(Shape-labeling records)
++++++

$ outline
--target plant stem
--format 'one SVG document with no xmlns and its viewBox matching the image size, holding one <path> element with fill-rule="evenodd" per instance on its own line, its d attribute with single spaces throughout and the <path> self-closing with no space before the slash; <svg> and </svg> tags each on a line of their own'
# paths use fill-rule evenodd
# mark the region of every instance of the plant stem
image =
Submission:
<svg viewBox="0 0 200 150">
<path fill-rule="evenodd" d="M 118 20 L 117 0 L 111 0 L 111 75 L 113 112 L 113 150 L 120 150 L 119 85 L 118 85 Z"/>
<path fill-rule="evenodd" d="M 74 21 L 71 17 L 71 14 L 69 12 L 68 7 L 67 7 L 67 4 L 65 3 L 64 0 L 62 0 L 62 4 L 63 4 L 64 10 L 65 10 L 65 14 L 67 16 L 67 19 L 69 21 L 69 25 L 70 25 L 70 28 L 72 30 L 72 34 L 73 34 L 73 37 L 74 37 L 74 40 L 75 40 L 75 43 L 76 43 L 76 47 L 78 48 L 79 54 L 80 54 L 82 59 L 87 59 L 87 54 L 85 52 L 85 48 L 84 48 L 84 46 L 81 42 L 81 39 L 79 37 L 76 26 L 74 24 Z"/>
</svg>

++++++

### SHORT TASK
Revise the records by replacing "plant stem" with "flower stem" each time it appears, and keep every other line unchanged.

### COMPLETE ANSWER
$ outline
--target flower stem
--format 'one SVG document with no xmlns and its viewBox matching the image size, holding one <path> element with fill-rule="evenodd" per instance on its own line, its d attribute with single spaces throughout and the <path> self-closing with no space before the slash; <svg> and </svg> tags each on a line of their own'
# paths use fill-rule evenodd
# mark the region of every instance of the flower stem
image =
Submission:
<svg viewBox="0 0 200 150">
<path fill-rule="evenodd" d="M 118 20 L 117 0 L 111 0 L 111 75 L 113 112 L 113 150 L 120 150 L 119 85 L 118 85 Z"/>
<path fill-rule="evenodd" d="M 74 21 L 71 17 L 71 14 L 69 12 L 68 7 L 67 7 L 67 4 L 65 3 L 64 0 L 62 0 L 62 4 L 63 4 L 64 10 L 65 10 L 65 14 L 67 16 L 67 19 L 69 21 L 69 25 L 70 25 L 70 28 L 72 30 L 72 34 L 73 34 L 73 37 L 74 37 L 74 40 L 75 40 L 75 43 L 76 43 L 76 47 L 78 48 L 79 54 L 80 54 L 82 59 L 87 59 L 87 54 L 85 52 L 85 48 L 84 48 L 84 46 L 81 42 L 81 39 L 79 37 L 76 26 L 74 24 Z"/>
</svg>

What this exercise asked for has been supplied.